### Assignment
Please continue the passage about Dr. Richard Chang's volunteer dental work with Tzu Chi, starting after its final sentence.

### Excerpt
:::::

Chang is thankful that he is on the Tzu Chi path and that Master Cheng Yen taught him to “give.” From donating dental equipment to the Buddhist Tzu Chi Free Clinic in the early days to later supporting free clinic services through donations toward the participation of Tzu Chi Mobile Clinics in free medical outreach, Chang, who has a strong sense of Buddhism, said, “It’s great to know Tzu Chi, compassion, and goodness make life more meaningful!” 

Dr. Richard Chang explains how to operate the portable dental equipment Tzu Chi volunteers bring to the Nos Petits Frères et Soeurs (Our Little Brothers and Sisters) Foundation’s orphanage in Haiti following four consecutive hurricanes and tropical storms that hit the nation beginning mid-August 2008 and added misery to the devastation already caused by extreme poverty and famine there. Photo/Bornain Chiu

Difficulty Extracting an Unusual Tooth

Dr. Richard Chang makes good use of his time. From small and medium-sized community free clinics and health days in the United States to free clinic services internationally, he could be seen participating everywhere. According to Chang, tooth extraction was the most challenging since this is a specialty in dental practice. He specializes in cosmetic dentistry; tooth extraction is not generally within his expertise. Every time he saw a patient who needed tooth extraction during a free clinic, it posed a challenge. 

Once, when Chang participated in a large-scale free clinic event in San Bernardino, California, he encountered an unusual tooth that was extremely difficult to extract. It was a sweltering hot day, and the free clinic site was not in good condition either; all the doctors had to improvise on the spot to solve all the difficulties themselves. Dr. Steven Fang, another dentist, worked alongside Chang, trying to remove the patient’s tooth while it was now quite late in the day. All the other dentists had already packed up and waited patiently on the bus; only Chang and Fang were still busy, sweating as they labored. It took them a lot of effort to finally succeed in extracting the tooth, and Chang later admitted with a flushed face, “It was quite embarrassing!”

:::::

### Information supplied
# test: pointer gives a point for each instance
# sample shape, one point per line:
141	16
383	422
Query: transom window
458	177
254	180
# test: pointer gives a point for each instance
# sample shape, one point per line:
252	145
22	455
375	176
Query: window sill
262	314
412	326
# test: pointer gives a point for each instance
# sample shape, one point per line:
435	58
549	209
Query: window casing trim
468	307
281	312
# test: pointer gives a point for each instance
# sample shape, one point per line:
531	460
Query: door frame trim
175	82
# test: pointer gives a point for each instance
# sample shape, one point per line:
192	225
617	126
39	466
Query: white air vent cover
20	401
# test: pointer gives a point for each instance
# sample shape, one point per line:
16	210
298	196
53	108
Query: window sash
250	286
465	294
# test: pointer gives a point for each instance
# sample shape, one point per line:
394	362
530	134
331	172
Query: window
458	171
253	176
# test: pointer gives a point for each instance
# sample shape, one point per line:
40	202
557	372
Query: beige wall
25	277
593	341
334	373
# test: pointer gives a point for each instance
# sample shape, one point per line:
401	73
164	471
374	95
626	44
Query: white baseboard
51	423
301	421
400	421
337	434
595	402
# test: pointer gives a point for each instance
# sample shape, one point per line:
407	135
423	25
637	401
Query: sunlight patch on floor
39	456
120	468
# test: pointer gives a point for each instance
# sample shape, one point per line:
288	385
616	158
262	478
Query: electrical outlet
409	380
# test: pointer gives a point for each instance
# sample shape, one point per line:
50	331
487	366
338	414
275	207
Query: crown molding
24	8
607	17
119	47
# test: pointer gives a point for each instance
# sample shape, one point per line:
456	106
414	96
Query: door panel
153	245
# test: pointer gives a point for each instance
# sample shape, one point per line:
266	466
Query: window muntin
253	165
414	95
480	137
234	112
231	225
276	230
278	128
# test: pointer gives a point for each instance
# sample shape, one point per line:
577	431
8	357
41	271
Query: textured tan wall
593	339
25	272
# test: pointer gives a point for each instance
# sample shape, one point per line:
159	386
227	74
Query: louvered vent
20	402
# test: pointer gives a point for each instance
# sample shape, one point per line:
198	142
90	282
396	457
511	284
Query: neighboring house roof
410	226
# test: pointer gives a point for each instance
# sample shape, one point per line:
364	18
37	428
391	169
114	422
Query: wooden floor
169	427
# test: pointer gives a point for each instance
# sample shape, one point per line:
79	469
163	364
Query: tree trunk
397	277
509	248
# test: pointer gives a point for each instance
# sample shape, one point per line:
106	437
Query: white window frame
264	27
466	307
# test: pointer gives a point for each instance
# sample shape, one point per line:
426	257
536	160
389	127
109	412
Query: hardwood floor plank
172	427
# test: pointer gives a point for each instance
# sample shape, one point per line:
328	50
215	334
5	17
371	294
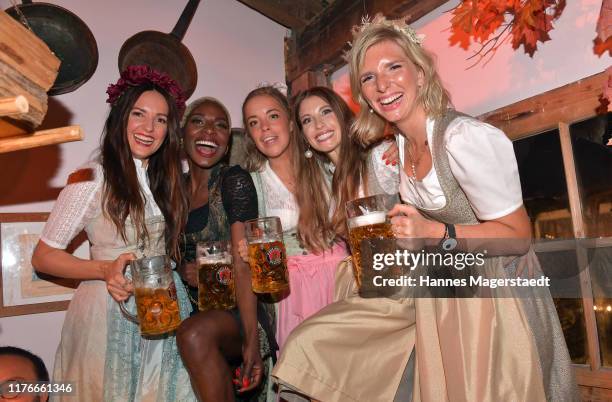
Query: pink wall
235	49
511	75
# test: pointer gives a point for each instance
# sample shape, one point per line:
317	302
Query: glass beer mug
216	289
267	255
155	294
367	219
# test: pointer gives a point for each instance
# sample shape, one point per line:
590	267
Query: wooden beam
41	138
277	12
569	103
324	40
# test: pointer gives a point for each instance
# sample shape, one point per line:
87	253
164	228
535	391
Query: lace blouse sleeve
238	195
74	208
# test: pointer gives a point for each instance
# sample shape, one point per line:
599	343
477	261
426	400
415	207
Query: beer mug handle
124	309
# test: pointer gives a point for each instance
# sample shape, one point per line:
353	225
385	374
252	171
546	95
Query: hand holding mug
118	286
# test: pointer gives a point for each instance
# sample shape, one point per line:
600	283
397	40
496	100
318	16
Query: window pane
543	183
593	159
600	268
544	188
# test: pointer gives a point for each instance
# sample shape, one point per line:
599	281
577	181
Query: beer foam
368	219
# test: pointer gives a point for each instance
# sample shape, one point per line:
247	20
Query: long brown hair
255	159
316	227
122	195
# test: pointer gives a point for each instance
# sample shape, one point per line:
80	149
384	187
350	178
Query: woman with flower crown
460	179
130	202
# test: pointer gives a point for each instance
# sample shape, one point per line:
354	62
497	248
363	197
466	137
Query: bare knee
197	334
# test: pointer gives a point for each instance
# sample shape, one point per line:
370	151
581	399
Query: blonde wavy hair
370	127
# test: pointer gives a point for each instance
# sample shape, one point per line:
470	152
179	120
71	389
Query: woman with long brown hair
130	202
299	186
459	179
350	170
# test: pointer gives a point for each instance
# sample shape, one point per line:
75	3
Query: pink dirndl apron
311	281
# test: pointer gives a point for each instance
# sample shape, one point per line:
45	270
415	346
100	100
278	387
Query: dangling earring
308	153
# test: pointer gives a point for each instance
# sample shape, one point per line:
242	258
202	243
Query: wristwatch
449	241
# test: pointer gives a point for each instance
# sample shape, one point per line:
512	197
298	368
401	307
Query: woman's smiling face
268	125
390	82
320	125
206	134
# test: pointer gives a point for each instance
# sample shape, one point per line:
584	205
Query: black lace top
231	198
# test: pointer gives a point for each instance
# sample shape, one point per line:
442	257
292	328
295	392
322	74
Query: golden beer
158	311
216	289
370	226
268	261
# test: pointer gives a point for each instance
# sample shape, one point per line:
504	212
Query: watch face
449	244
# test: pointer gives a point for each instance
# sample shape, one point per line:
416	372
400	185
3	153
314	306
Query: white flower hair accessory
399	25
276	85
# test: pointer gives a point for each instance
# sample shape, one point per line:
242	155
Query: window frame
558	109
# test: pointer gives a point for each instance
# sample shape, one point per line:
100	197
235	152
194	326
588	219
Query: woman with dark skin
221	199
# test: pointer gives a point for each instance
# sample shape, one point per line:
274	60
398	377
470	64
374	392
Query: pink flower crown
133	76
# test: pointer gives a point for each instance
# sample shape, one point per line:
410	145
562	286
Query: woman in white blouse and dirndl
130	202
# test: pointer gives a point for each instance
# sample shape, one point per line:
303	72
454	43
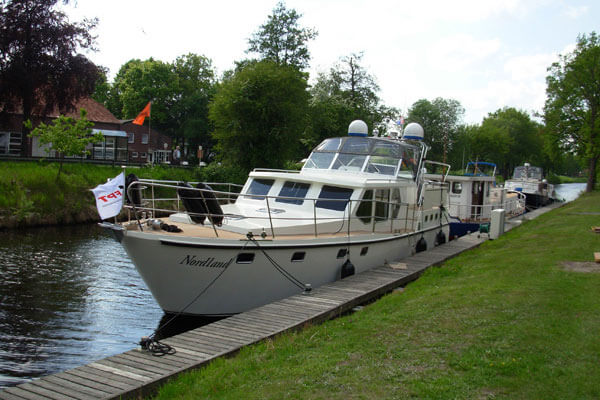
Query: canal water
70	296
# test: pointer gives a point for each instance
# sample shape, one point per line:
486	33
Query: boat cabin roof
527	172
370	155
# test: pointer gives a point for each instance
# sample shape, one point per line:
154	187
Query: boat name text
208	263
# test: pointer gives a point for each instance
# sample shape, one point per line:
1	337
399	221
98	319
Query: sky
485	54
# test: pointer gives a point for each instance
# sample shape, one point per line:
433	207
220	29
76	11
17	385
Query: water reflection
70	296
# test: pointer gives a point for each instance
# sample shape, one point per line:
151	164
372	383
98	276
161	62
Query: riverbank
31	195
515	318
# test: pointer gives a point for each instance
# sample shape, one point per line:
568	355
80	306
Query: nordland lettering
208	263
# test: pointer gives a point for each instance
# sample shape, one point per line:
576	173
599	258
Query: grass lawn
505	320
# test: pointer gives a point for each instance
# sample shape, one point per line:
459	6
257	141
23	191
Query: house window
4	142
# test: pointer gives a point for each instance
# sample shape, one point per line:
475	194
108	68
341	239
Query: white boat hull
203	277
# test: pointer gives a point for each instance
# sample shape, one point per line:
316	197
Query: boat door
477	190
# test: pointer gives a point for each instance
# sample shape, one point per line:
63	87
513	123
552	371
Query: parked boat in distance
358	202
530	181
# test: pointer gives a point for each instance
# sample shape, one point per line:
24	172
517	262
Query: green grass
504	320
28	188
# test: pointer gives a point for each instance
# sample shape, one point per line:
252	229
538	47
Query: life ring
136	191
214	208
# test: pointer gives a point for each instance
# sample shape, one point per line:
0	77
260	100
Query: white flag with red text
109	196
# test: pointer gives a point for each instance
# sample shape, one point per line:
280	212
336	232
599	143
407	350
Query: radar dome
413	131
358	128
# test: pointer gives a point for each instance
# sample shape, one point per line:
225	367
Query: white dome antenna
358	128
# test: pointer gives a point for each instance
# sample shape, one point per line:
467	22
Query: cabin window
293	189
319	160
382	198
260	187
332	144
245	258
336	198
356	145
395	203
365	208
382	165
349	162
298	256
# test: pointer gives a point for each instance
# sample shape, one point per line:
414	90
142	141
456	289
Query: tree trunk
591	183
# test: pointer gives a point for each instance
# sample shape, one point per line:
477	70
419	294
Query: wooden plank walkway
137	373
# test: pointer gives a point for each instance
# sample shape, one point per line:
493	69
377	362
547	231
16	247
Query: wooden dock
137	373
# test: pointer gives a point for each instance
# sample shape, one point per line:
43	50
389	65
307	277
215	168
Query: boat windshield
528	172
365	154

:::::

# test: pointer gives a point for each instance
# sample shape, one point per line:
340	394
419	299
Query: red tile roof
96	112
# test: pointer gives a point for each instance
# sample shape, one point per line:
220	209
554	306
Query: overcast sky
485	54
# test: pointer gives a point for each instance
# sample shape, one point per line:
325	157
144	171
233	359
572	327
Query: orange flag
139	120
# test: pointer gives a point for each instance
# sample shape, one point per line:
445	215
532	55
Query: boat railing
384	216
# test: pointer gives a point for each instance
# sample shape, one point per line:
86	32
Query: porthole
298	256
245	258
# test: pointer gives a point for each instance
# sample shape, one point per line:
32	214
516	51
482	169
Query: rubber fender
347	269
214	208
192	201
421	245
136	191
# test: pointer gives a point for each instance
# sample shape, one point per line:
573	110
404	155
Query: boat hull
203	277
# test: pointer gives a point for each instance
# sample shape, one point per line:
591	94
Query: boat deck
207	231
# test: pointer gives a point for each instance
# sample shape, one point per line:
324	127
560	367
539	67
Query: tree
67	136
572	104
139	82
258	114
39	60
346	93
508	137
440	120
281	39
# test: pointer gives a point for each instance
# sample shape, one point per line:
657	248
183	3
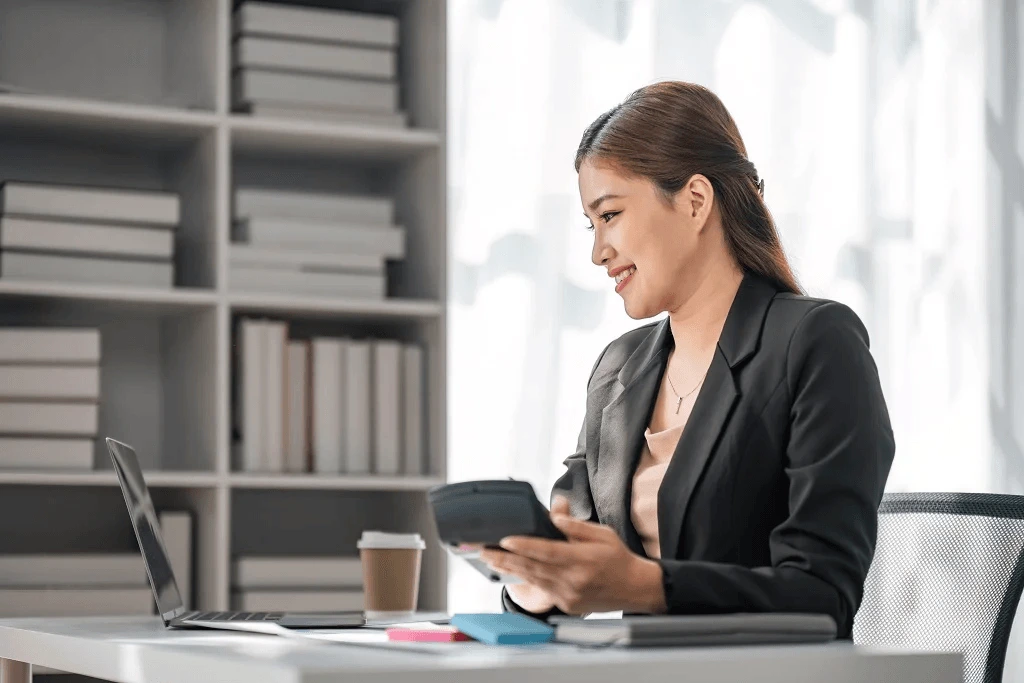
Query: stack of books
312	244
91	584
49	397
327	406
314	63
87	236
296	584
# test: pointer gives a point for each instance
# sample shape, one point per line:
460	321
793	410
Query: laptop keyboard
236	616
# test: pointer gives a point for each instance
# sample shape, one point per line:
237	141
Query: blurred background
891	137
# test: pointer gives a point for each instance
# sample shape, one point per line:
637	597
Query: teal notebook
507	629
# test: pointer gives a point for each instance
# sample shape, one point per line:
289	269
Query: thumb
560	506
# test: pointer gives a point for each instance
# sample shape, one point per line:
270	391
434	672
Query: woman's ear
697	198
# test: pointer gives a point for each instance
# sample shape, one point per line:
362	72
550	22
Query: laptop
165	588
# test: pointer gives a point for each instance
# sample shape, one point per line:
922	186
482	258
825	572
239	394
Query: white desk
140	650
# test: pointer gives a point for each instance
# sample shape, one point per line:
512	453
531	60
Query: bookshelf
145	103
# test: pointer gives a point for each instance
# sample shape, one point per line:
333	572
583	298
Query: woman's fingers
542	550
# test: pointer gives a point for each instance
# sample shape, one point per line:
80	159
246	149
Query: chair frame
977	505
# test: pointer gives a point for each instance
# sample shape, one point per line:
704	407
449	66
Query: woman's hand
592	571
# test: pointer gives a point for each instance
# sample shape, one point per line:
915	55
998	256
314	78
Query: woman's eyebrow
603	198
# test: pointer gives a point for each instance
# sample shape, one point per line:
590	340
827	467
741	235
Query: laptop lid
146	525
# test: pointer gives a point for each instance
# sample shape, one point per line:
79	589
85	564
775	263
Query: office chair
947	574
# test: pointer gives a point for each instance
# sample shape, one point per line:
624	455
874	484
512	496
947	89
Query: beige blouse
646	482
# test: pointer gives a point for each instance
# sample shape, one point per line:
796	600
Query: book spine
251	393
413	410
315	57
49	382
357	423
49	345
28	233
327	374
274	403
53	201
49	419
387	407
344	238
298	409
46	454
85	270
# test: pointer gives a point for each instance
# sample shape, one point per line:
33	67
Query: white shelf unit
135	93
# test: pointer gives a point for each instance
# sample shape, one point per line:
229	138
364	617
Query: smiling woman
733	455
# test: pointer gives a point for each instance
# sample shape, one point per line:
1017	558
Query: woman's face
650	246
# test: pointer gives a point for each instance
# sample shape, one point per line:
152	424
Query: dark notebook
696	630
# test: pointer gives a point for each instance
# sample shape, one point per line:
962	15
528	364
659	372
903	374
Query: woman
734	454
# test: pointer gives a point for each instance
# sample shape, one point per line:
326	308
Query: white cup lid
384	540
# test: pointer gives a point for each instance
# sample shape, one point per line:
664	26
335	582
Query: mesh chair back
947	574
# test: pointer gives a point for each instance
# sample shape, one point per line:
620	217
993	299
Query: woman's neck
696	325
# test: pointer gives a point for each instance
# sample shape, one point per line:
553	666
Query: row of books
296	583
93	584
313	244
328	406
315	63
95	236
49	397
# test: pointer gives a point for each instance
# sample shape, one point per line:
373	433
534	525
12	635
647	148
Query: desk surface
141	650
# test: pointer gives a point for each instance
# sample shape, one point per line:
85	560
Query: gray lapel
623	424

:::::

### Answer to the problem
In 1996, Dr. Richard Chang (first left) introduces portable dental diagnostic and treatment equipment to other doctors at the Buddhist Tzu Chi Free Clinic – Jinyao Chang, Mingchang Hsu, Chinlon Lin, Andrew Hsu, and Joe Wang (second left to right) – hoping to add flexibility and expand the scope of the Clinic’s services. Photo/Courtesy of Shirley Chen

Chang believed doctors don’t have a right to say “no” at a free clinic event. No matter who the patient is and how complex their issue or disease is to treat, the Tzu Chi free clinic team must take over and do their best for the patient because a free clinic is the only hope left for these people to get the dental care they require. So, Dr. Chang prayed silently in his heart many times, encouraging himself so he could provide the perfect service to his patients.

​​Although free dental care services are one of the most popular clinic outreach event specialties, due to the constraints of venues, weather, and time, plus the number of patients often exceeding the resources available, participating doctors would often sigh as they indicated that what was needed was beyond their capacity. Therefore, Chang frequently wrote down his clinic’s address, inviting patients with severe dental issues to come for a free consultation, as many needed complete dentures to solve their problems.

I dare not call myself compassionate; dental care is something I’m actually passionate about. There’s a sense of fulfillment in helping someone with no teeth eat, treating their teeth, and providing them with a better quality of life!

Dr. Richard Chang’s love has never faltered during his thirty years of serving those in need; his heartfelt care for his patients is always present and in full force.